> [Assignment]:
Hand back all of the records exactly as they read.

....

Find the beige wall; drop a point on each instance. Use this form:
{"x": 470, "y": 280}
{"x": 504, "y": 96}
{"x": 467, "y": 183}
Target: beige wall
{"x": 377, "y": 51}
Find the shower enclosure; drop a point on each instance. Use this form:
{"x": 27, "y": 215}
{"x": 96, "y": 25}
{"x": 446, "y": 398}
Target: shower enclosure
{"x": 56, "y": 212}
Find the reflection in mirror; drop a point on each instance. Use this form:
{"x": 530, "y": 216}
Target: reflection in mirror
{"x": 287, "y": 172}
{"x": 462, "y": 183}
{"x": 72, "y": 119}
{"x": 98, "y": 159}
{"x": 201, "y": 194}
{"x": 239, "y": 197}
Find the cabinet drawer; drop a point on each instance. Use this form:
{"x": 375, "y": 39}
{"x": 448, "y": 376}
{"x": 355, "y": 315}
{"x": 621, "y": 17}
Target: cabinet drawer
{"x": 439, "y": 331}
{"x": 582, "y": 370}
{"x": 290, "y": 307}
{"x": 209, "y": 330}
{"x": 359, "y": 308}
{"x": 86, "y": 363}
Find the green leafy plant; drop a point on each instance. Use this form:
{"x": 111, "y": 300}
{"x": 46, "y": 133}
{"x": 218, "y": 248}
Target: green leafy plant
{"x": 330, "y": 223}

....

> [Exercise solution]:
Find the beige wall; drop a point on each instance. Use this form:
{"x": 470, "y": 280}
{"x": 504, "y": 96}
{"x": 467, "y": 183}
Target: beige wall
{"x": 377, "y": 51}
Find the shower enclosure; drop a point on each instance. Use this form:
{"x": 27, "y": 215}
{"x": 96, "y": 25}
{"x": 446, "y": 398}
Target: shower enclosure
{"x": 56, "y": 212}
Find the reflection in mirror; drop a point on each instance. Use this form:
{"x": 530, "y": 216}
Target: reflection in mirror
{"x": 287, "y": 172}
{"x": 462, "y": 183}
{"x": 72, "y": 119}
{"x": 98, "y": 159}
{"x": 201, "y": 194}
{"x": 239, "y": 197}
Find the cabinet drawer; drop a point on each instance. Use this form:
{"x": 375, "y": 39}
{"x": 448, "y": 376}
{"x": 355, "y": 315}
{"x": 621, "y": 17}
Target: cabinet drawer
{"x": 439, "y": 331}
{"x": 582, "y": 370}
{"x": 290, "y": 307}
{"x": 209, "y": 330}
{"x": 359, "y": 308}
{"x": 86, "y": 363}
Find the green leafy plant; drop a point on each instance. Use this form:
{"x": 111, "y": 300}
{"x": 46, "y": 133}
{"x": 218, "y": 248}
Target: green leafy plant
{"x": 330, "y": 223}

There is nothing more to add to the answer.